(Records from a dataset)
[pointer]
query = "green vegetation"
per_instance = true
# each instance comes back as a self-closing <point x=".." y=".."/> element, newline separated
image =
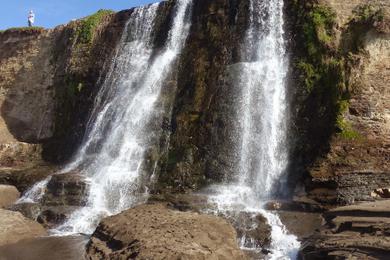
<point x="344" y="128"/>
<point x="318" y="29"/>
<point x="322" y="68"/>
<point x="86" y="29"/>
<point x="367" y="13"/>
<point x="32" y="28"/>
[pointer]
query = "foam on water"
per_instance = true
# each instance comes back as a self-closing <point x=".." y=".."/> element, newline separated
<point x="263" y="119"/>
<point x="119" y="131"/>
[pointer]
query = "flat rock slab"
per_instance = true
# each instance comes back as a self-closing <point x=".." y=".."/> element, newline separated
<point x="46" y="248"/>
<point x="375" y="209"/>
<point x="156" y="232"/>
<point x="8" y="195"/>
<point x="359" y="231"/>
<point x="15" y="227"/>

--

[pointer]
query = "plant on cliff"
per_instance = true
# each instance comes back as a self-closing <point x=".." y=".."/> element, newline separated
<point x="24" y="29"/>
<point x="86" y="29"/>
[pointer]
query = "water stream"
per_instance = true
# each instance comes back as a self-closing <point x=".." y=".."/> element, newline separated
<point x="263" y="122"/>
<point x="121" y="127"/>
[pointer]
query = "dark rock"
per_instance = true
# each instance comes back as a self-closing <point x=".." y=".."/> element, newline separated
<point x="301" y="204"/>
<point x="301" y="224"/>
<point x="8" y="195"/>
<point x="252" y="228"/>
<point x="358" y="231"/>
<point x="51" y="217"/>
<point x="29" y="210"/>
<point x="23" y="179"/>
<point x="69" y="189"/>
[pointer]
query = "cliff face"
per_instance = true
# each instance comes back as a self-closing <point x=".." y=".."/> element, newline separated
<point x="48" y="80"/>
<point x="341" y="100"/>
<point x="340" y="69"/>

** Task statement **
Locate the lines above that contain "query" and copy them.

** Exercise answer **
query = "green vegetation"
query = "foam on water"
query = "flat rock slab"
query = "plant on cliff"
query = "water stream"
query = "dark rock"
query = "cliff face"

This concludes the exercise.